Transcribe the stretch of the International Women's Day article from "It is an indictment" through "liberation of Palestine.".

* Begin EXTRACTED TEXT *

Saturday, 8 March 2008

International Women's Day

Today is International Women’s Day. Palestinian refugee Fatima Helou celebrates the women resisting occupation today. This article was first published on International Women's Day 2005.

Amnesty International has just published a disturbing report on the plight of women in Iraq. The report reveals how sanctions, war and occupation have wiped out years of advances made by Iraqi women. Two years of war and occupation have driven women into the home, seen their jobs disappear and their rights eroded.

It is an indictment of the world today that this report should be published on the eve of International Women’s Day, a day that should see women celebrating everywhere.

Even though there seems little to cheer about, International Women’s Day touches women all over the world. This year we should dedicate this day to the women of Iraq and Palestine.

Since we lost our homeland in 1948 Palestinian women have taken part in the struggle as sisters, wives and mothers. We have fought occupation and oppression hand-in-hand with men.

Women sold their jewellery to buy weapons, faced imprisonment for their dissent, defied humiliation and took up arms for their liberation. Many have embraced death for our freedom.

I would like to dedicate this day to the memory of a young woman, barely in her twenties, who took up arms in 1978 to fight for the liberation of Palestine.

* End EXTRACTED TEXT *
* Begin ENTRIES PROVIDED *

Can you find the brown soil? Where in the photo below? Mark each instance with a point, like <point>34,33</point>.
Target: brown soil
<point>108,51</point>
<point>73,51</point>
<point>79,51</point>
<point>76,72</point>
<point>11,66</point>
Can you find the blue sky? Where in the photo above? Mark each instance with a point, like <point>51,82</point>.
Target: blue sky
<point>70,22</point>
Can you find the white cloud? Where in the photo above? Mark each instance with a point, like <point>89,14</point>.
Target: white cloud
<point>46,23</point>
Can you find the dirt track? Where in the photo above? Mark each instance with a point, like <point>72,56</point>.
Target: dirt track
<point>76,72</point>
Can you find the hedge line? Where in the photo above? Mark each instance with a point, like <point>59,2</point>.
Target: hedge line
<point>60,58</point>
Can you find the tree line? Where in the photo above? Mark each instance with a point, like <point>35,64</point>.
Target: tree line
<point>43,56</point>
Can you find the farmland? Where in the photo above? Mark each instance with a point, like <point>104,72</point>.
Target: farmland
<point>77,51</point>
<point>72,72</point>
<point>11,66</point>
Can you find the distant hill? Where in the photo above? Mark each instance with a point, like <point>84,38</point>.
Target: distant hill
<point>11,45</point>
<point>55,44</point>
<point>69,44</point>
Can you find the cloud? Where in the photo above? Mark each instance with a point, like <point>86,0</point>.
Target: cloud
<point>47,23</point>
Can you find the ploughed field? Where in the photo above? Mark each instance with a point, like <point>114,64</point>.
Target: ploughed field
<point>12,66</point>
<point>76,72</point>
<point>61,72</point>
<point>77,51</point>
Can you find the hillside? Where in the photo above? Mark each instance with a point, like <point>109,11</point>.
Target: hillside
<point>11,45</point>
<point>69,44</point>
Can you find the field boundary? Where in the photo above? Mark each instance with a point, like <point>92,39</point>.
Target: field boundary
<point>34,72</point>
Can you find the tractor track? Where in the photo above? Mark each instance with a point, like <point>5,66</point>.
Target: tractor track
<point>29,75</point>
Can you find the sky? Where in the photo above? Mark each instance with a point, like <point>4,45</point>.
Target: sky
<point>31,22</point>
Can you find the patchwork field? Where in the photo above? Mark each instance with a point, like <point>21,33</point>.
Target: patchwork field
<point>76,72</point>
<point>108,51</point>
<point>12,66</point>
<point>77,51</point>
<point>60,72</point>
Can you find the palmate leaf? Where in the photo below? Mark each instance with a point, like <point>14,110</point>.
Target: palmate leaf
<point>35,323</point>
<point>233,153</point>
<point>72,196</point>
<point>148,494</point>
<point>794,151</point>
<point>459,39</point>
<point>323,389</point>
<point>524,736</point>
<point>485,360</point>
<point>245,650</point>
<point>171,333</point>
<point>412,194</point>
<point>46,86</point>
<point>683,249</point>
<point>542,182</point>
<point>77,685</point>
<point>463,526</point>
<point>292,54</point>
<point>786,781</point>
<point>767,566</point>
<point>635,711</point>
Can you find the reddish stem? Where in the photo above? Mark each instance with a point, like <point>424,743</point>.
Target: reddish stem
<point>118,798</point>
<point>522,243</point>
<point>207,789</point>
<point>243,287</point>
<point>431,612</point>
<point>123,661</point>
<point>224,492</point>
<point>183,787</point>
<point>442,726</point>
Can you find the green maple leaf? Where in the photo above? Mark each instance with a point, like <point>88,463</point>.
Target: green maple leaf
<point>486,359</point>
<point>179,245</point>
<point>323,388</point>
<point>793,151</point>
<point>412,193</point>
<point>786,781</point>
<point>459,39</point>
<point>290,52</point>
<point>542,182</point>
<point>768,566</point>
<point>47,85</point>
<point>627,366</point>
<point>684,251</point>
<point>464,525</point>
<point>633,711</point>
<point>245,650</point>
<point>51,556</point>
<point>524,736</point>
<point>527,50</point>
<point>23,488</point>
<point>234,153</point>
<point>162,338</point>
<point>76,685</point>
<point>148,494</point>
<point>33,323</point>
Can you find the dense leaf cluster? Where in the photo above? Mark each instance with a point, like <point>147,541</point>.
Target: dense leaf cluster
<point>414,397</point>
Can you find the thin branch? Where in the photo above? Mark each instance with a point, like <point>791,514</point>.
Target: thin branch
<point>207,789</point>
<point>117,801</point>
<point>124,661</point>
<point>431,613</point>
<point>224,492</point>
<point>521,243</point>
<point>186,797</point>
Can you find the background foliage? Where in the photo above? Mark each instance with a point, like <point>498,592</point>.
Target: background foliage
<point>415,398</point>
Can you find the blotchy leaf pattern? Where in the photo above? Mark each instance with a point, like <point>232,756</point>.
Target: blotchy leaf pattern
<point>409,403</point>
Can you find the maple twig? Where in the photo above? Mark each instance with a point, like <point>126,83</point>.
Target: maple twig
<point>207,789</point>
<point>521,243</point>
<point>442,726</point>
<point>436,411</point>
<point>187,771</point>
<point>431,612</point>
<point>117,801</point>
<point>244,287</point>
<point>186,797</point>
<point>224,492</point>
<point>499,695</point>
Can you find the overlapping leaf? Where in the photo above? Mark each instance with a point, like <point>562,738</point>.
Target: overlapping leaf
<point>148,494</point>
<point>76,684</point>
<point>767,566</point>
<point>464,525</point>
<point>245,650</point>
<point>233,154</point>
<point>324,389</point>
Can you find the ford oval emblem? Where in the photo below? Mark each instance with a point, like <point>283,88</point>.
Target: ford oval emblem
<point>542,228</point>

* End ENTRIES PROVIDED *
* Begin ENTRIES PROVIDED *

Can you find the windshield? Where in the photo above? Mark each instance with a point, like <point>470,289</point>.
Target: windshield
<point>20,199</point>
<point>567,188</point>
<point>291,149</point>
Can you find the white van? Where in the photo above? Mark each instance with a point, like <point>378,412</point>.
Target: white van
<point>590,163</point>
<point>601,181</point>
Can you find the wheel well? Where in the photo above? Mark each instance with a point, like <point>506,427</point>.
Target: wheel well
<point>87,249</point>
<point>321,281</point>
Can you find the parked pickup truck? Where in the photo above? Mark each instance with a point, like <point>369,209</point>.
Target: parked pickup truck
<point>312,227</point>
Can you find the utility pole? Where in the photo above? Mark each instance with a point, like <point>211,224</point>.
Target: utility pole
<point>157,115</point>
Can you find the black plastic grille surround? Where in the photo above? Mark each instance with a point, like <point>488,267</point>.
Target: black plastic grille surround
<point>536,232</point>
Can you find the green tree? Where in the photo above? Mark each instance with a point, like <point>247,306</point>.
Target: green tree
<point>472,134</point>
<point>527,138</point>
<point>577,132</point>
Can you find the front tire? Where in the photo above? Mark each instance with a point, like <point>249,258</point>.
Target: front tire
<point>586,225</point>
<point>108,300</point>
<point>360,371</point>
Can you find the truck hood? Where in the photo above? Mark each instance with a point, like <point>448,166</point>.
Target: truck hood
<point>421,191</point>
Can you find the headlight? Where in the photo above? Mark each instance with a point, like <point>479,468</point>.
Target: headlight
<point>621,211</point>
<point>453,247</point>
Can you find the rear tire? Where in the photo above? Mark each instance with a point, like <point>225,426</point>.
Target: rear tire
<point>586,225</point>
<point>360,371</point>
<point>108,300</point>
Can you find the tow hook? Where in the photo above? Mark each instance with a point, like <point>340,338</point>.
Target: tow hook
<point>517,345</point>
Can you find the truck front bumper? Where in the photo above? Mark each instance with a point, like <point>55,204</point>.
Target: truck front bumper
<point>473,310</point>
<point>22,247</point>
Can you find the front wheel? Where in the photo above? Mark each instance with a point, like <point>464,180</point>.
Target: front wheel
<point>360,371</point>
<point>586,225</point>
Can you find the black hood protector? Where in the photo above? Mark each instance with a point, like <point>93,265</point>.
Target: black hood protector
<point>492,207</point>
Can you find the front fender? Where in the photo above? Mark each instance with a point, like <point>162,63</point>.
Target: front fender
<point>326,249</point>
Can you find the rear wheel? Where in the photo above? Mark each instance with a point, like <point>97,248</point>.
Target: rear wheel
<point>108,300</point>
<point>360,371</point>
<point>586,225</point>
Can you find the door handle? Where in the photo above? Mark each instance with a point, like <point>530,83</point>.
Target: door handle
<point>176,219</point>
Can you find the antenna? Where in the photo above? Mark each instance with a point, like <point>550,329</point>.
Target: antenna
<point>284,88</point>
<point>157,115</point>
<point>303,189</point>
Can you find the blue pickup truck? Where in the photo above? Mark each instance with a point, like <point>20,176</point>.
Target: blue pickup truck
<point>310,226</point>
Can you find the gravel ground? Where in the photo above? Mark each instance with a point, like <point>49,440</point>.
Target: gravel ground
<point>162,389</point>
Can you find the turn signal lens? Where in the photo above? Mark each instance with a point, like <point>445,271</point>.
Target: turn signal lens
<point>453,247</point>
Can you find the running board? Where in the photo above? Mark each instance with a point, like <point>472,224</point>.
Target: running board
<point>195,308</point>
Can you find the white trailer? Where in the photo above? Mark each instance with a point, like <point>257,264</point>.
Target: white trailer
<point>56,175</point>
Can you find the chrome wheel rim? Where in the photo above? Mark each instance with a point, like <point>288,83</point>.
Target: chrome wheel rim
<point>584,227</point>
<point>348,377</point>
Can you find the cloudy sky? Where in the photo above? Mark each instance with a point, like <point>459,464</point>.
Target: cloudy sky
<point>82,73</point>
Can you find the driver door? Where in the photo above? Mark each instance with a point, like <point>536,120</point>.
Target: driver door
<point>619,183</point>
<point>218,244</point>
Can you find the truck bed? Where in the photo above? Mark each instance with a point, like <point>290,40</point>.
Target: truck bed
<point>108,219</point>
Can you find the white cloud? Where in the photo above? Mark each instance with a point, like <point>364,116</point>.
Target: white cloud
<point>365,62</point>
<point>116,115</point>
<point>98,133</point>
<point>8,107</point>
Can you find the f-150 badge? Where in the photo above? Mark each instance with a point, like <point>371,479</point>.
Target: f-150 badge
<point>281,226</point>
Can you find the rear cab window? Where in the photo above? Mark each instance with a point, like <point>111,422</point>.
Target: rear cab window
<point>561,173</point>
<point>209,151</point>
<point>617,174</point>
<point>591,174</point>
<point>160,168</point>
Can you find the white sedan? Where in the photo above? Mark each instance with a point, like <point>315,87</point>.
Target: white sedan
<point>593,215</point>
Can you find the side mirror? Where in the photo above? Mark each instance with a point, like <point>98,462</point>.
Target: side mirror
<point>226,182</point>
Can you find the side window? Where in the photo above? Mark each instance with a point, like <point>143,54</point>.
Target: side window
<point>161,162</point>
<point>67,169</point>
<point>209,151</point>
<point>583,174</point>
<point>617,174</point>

* End ENTRIES PROVIDED *

* **REPLY**:
It is an indictment of the world today that this report should be published on the eve of International Women’s Day, a day that should see women celebrating everywhere.

Even though there seems little to cheer about, International Women’s Day touches women all over the world. This year we should dedicate this day to the women of Iraq and Palestine.

Since we lost our homeland in 1948 Palestinian women have taken part in the struggle as sisters, wives and mothers. We have fought occupation and oppression hand-in-hand with men.

Women sold their jewellery to buy weapons, faced imprisonment for their dissent, defied humiliation and took up arms for their liberation. Many have embraced death for our freedom.

I would like to dedicate this day to the memory of a young woman, barely in her twenties, who took up arms in 1978 to fight for the liberation of Palestine.